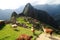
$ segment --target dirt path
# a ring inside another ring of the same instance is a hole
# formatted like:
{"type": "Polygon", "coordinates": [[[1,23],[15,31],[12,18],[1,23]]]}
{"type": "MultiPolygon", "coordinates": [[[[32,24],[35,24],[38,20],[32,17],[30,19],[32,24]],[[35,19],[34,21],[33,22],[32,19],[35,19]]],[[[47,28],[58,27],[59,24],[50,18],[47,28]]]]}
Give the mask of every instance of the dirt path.
{"type": "Polygon", "coordinates": [[[60,40],[60,37],[50,36],[49,34],[42,33],[36,40],[60,40]]]}

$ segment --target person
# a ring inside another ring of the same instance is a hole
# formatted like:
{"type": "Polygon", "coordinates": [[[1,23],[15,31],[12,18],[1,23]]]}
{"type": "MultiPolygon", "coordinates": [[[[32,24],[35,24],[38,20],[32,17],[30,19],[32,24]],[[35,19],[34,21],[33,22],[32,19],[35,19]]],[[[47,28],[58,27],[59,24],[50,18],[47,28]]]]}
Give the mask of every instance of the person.
{"type": "Polygon", "coordinates": [[[34,28],[33,28],[33,27],[31,28],[31,31],[33,32],[33,34],[35,34],[35,30],[34,30],[34,28]]]}

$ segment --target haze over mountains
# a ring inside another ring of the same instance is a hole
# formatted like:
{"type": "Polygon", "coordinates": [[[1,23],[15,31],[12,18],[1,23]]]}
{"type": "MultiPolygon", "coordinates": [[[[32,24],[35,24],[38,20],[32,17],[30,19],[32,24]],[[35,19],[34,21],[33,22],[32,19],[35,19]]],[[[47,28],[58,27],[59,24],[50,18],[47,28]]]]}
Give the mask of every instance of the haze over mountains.
{"type": "MultiPolygon", "coordinates": [[[[50,14],[54,19],[60,20],[60,5],[46,4],[46,5],[33,5],[33,6],[36,9],[47,11],[48,14],[50,14]]],[[[17,13],[21,13],[23,11],[24,7],[25,6],[21,6],[15,10],[11,10],[11,9],[2,10],[2,9],[0,9],[0,19],[2,19],[2,20],[9,19],[13,11],[16,11],[17,13]]]]}

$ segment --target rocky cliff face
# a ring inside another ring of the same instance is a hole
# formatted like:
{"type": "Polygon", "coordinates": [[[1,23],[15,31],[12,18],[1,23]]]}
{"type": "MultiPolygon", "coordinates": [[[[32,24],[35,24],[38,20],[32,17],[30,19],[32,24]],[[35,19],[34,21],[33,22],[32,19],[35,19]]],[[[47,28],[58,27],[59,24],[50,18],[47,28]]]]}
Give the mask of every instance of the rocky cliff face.
{"type": "Polygon", "coordinates": [[[29,16],[32,18],[36,18],[39,21],[42,21],[46,24],[49,24],[55,28],[58,28],[57,23],[55,22],[55,20],[46,12],[43,10],[37,10],[35,9],[30,3],[28,3],[23,12],[22,12],[25,16],[29,16]]]}

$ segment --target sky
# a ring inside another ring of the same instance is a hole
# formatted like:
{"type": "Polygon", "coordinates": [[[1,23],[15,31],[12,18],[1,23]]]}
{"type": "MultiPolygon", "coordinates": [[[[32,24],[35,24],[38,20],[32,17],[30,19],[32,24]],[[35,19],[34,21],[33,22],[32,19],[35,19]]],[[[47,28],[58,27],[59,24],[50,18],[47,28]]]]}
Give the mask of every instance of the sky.
{"type": "Polygon", "coordinates": [[[0,9],[17,9],[27,3],[32,5],[60,4],[60,0],[0,0],[0,9]]]}

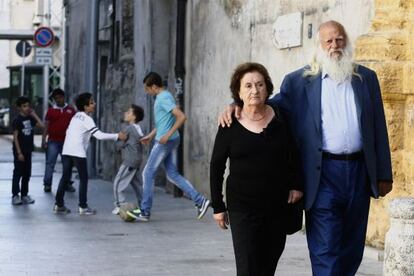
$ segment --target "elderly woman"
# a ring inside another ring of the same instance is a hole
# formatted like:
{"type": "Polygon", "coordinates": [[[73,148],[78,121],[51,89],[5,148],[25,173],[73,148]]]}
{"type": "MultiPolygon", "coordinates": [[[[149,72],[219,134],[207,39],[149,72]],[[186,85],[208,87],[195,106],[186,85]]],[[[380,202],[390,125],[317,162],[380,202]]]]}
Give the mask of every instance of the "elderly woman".
{"type": "Polygon", "coordinates": [[[219,127],[210,164],[214,219],[230,222],[237,275],[274,275],[286,242],[288,204],[302,197],[293,139],[276,107],[273,84],[258,63],[239,65],[230,89],[241,117],[219,127]],[[230,159],[223,201],[223,177],[230,159]]]}

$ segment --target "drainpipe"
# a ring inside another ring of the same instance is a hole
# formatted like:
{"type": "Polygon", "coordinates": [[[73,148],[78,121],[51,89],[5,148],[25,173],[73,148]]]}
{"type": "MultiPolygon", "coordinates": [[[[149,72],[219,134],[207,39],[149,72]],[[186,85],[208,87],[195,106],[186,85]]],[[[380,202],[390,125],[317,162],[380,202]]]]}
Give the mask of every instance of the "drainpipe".
{"type": "MultiPolygon", "coordinates": [[[[88,41],[86,46],[86,70],[85,84],[86,91],[92,93],[95,101],[97,100],[97,60],[98,60],[98,22],[99,22],[99,0],[89,0],[89,29],[88,41]]],[[[95,116],[96,122],[96,116],[95,116]]],[[[96,140],[92,139],[88,151],[88,173],[91,177],[96,177],[96,140]]]]}
{"type": "MultiPolygon", "coordinates": [[[[177,34],[175,49],[175,89],[177,102],[181,110],[184,111],[184,78],[185,78],[185,11],[187,0],[177,0],[177,34]]],[[[178,170],[181,174],[184,172],[183,146],[184,131],[180,129],[181,144],[178,148],[178,170]]],[[[174,186],[174,196],[182,196],[182,191],[174,186]]]]}

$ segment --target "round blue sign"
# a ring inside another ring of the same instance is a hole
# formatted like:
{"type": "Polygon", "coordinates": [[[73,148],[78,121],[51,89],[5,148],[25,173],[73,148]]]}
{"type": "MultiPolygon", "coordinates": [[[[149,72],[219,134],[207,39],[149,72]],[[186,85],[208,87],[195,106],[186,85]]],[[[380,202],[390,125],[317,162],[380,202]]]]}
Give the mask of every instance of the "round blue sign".
{"type": "Polygon", "coordinates": [[[37,46],[48,47],[52,45],[55,36],[50,28],[40,27],[36,30],[33,39],[36,42],[37,46]]]}

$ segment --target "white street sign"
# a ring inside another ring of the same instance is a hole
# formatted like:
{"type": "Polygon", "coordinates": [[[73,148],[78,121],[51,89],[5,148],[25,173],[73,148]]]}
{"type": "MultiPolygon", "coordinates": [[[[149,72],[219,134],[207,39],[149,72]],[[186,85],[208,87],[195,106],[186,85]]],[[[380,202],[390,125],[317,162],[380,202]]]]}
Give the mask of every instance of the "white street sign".
{"type": "Polygon", "coordinates": [[[35,62],[38,65],[49,65],[52,64],[52,57],[36,57],[35,62]]]}
{"type": "Polygon", "coordinates": [[[52,48],[36,48],[35,55],[37,57],[51,57],[53,54],[52,48]]]}

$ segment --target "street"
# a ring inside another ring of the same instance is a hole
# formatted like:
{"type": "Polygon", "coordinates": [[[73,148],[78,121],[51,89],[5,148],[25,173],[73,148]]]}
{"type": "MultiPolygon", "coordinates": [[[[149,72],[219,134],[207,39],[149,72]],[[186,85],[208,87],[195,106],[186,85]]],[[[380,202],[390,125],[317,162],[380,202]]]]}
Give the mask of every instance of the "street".
{"type": "MultiPolygon", "coordinates": [[[[190,200],[156,189],[151,221],[126,223],[111,214],[112,183],[93,179],[88,201],[97,215],[77,214],[77,193],[66,193],[72,213],[55,215],[61,164],[52,193],[44,193],[42,153],[33,154],[35,204],[12,206],[10,137],[0,136],[0,153],[0,275],[235,275],[230,231],[215,225],[211,210],[198,221],[190,200]]],[[[382,262],[366,254],[357,275],[381,272],[382,262]]],[[[311,275],[303,233],[288,237],[276,275],[311,275]]]]}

++++++

Can you echo these lines verbatim, beginning at the line that contains "--target haze over mountains" and stopping after the line that contains "Give the mask of every instance of the haze"?

**CORRECT ANSWER**.
$ segment --target haze over mountains
# a ring inside another ring of the same instance is a hole
# formatted like:
{"type": "Polygon", "coordinates": [[[1,23],[15,31],[12,18],[1,23]]]}
{"type": "MultiPolygon", "coordinates": [[[[32,24],[35,24],[38,20],[32,17],[30,19],[32,24]],[[35,19],[34,21],[33,22],[32,19],[35,19]]],[[[47,28],[58,27],[59,24],[50,18],[47,28]]]]}
Give the mask of every instance of the haze over mountains.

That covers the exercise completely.